Look below for the line containing "box: [590, 289, 598, 307]"; from there, print each line exactly up to and including the line containing "315L189 307L184 331L135", and stop.

** INPUT DATA follows **

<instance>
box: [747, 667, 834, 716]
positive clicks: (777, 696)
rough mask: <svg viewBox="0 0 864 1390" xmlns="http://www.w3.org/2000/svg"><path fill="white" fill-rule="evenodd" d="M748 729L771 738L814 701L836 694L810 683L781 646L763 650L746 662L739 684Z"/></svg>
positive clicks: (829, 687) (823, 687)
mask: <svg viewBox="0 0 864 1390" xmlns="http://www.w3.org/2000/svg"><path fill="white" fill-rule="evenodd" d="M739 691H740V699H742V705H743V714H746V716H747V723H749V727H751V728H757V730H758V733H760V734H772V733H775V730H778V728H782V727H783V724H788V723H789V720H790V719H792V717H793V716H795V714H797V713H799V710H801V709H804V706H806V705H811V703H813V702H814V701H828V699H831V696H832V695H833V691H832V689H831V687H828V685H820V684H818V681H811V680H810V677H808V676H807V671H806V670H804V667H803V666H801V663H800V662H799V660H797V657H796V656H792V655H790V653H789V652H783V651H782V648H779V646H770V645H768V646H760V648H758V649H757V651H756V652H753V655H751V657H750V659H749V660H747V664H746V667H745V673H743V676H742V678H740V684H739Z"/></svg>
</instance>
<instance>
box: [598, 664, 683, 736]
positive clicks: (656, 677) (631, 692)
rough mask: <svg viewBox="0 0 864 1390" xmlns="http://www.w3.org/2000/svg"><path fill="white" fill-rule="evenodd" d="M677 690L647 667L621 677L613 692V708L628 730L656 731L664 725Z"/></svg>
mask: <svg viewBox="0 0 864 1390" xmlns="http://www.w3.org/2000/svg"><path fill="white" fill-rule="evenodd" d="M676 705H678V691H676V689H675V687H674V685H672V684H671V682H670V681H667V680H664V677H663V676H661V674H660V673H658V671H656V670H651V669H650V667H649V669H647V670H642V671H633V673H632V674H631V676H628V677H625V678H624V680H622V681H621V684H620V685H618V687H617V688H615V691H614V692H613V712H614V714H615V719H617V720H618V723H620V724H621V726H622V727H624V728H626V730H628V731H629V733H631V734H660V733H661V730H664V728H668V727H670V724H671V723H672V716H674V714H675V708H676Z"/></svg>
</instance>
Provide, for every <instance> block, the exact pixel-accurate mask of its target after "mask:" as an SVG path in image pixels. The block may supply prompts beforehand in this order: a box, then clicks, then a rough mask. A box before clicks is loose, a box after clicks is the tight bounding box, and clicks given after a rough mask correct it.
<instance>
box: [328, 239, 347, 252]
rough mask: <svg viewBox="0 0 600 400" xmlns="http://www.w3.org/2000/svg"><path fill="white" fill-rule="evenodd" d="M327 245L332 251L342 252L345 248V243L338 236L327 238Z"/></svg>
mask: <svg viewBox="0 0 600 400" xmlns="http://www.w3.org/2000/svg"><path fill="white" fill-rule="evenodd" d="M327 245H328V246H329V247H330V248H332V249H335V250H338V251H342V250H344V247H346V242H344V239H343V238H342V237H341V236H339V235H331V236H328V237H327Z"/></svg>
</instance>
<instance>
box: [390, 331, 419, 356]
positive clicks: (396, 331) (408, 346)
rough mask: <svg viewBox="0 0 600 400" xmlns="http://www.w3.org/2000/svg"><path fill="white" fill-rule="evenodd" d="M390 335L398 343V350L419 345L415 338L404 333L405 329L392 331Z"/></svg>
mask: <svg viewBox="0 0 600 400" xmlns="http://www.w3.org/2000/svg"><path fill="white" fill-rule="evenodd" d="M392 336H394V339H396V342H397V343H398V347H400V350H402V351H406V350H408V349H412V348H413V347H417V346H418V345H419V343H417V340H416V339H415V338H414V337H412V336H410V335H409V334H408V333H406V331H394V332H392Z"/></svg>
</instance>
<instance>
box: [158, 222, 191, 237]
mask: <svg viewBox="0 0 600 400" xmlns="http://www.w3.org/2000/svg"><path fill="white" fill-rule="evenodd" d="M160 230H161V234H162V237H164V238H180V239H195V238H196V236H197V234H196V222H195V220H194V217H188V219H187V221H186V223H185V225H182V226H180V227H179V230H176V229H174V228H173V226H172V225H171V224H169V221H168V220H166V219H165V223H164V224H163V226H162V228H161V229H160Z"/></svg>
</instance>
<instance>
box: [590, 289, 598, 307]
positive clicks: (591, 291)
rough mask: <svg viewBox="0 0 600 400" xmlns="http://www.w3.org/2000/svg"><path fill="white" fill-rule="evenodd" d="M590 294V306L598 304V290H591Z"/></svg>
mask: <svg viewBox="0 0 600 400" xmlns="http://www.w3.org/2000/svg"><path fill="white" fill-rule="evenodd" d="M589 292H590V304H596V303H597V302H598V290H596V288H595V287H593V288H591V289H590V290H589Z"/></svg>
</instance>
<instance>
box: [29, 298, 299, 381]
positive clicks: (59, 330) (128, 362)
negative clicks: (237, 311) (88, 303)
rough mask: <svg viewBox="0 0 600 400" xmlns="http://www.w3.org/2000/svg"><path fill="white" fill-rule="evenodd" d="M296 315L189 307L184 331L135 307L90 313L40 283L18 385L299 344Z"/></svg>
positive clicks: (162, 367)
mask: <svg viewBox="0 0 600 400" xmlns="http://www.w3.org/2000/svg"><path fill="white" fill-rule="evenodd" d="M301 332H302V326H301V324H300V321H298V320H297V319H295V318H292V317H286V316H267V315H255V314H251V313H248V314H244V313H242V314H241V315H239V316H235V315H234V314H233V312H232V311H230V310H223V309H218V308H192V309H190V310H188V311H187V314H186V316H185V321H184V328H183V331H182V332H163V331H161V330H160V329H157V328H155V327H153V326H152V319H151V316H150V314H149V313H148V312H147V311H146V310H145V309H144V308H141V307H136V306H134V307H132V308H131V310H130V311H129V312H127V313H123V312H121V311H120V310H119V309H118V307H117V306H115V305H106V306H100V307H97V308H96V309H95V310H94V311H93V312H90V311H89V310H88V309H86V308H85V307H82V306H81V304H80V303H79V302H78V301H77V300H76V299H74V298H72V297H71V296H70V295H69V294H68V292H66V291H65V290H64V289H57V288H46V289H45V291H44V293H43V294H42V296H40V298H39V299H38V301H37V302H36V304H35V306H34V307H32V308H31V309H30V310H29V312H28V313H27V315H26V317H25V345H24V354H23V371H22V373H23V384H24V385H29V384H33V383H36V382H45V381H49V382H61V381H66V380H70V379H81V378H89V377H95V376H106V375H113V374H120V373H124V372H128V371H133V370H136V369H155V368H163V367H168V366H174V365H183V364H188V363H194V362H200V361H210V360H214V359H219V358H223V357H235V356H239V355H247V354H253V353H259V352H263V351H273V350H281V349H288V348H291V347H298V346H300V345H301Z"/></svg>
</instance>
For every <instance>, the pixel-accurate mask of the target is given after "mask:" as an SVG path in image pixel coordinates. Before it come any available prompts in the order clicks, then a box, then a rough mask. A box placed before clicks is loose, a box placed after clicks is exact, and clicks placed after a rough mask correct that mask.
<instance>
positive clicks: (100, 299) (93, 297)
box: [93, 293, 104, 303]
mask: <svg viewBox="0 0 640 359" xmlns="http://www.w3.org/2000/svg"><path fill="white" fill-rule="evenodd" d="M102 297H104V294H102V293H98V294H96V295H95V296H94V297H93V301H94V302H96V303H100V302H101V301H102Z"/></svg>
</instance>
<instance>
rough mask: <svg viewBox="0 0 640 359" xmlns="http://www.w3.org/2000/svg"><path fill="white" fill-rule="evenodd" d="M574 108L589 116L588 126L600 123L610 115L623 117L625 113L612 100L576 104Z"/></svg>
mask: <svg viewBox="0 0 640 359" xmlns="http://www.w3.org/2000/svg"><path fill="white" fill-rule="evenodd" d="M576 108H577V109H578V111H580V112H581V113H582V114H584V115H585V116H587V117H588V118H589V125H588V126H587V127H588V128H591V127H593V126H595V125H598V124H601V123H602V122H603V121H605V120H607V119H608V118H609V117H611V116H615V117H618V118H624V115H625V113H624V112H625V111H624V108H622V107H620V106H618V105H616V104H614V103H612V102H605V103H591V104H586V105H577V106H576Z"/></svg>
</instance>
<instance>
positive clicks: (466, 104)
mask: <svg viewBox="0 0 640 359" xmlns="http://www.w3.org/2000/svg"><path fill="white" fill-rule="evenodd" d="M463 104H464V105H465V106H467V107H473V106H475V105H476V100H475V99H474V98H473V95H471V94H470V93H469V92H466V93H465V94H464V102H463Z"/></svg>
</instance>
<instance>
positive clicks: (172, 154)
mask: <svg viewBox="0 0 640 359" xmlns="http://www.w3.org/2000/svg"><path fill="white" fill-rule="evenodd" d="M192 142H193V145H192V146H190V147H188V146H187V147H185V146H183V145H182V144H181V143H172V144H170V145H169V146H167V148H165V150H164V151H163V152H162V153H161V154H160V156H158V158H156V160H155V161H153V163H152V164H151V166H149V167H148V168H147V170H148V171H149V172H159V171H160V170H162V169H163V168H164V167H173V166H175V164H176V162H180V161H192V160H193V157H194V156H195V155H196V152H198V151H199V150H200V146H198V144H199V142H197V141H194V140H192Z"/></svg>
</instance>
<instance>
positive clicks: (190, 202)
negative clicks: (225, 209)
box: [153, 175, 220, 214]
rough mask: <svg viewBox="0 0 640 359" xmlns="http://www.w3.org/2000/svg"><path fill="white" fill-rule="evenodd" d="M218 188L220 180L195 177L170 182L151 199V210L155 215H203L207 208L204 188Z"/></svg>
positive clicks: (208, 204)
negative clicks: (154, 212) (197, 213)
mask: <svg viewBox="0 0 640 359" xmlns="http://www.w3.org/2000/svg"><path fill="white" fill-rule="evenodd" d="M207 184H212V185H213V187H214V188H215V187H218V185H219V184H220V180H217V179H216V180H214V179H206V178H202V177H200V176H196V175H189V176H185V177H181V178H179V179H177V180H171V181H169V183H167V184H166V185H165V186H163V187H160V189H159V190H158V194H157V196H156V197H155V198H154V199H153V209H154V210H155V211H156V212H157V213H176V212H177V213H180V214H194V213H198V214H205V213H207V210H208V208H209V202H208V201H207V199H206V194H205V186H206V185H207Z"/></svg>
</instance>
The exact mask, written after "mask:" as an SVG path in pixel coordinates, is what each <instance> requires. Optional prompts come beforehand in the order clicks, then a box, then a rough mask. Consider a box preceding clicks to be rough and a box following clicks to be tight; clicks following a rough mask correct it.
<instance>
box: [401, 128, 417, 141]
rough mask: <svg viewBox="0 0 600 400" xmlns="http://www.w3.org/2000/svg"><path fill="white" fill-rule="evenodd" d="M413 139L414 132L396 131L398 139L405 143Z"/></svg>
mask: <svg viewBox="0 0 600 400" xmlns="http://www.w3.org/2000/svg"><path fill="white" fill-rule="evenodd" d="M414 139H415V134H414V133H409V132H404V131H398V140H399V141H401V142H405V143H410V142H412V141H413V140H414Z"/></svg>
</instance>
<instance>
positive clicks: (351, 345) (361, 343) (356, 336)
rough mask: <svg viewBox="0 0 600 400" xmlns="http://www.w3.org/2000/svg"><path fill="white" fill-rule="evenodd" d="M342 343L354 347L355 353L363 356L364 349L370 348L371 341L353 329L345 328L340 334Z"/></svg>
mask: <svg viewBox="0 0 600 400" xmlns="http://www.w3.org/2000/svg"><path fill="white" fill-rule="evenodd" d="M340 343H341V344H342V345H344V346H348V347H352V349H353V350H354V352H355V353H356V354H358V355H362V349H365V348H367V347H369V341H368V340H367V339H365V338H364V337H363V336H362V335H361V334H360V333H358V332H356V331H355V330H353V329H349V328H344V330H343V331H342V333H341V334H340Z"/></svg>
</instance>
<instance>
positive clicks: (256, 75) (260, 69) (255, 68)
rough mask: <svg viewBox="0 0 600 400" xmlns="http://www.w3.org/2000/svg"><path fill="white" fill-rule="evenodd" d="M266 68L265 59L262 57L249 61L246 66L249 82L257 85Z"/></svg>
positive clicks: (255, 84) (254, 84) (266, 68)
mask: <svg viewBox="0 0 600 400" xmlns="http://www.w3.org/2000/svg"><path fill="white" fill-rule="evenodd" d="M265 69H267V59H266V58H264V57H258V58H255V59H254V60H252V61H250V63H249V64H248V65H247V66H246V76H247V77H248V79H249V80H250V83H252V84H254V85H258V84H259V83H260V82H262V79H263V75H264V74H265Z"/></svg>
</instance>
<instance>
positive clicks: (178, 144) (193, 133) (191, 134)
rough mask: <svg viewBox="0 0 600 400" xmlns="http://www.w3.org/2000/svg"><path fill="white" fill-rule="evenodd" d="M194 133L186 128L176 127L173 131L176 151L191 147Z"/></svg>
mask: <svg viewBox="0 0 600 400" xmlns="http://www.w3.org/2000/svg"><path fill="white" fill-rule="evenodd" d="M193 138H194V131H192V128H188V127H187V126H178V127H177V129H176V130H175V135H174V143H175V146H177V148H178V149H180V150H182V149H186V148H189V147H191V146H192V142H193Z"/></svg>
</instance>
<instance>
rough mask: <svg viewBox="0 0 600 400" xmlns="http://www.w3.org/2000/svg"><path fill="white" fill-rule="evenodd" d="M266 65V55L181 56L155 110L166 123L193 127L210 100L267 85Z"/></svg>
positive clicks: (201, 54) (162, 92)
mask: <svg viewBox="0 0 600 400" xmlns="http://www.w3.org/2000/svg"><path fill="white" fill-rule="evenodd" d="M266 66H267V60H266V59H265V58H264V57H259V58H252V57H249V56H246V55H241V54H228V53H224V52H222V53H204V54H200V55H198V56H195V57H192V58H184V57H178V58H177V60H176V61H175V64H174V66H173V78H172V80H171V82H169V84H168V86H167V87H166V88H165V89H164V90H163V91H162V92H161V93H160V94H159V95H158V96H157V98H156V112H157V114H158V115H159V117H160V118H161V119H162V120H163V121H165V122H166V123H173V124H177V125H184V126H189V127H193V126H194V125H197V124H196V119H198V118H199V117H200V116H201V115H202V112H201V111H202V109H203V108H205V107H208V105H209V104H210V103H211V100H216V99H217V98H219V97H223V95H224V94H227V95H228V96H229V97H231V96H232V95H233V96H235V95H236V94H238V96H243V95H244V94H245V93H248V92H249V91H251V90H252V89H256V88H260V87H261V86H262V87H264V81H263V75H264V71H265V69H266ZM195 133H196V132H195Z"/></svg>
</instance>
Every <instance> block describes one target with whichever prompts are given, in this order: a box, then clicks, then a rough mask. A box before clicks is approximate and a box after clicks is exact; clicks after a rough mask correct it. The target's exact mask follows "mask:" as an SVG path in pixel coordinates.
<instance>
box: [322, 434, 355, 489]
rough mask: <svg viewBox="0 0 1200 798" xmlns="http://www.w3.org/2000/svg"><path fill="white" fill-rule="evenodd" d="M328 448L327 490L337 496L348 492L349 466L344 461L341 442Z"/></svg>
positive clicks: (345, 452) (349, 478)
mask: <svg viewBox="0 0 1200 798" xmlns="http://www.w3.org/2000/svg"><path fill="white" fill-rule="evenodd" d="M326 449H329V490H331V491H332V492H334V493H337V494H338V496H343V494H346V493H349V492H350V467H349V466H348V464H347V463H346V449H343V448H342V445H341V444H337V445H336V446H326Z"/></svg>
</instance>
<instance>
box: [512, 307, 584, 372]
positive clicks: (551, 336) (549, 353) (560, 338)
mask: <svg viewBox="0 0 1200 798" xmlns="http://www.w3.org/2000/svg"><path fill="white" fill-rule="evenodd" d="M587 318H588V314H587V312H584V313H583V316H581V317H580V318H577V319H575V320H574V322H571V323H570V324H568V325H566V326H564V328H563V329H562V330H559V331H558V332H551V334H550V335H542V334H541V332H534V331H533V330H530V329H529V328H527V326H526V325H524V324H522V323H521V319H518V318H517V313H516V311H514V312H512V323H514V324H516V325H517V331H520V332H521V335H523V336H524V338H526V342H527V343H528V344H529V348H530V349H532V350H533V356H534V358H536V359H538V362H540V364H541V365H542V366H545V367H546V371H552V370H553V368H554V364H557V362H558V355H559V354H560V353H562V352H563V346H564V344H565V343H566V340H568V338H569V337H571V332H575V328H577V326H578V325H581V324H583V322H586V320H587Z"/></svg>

** End of INPUT DATA **

**WORKED SOLUTION:**
box: [590, 289, 598, 307]
positive clicks: (591, 291)
rough mask: <svg viewBox="0 0 600 400" xmlns="http://www.w3.org/2000/svg"><path fill="white" fill-rule="evenodd" d="M590 294V306L598 304V290H591Z"/></svg>
mask: <svg viewBox="0 0 600 400" xmlns="http://www.w3.org/2000/svg"><path fill="white" fill-rule="evenodd" d="M589 292H590V304H596V303H597V302H598V290H596V288H595V287H593V288H591V289H590V290H589Z"/></svg>
</instance>
<instance>
box: [29, 298, 299, 381]
positive clicks: (59, 330) (128, 362)
negative clicks: (237, 311) (88, 303)
rough mask: <svg viewBox="0 0 600 400" xmlns="http://www.w3.org/2000/svg"><path fill="white" fill-rule="evenodd" d="M296 315L189 307L184 331L135 307L90 313L40 283L18 385L299 344Z"/></svg>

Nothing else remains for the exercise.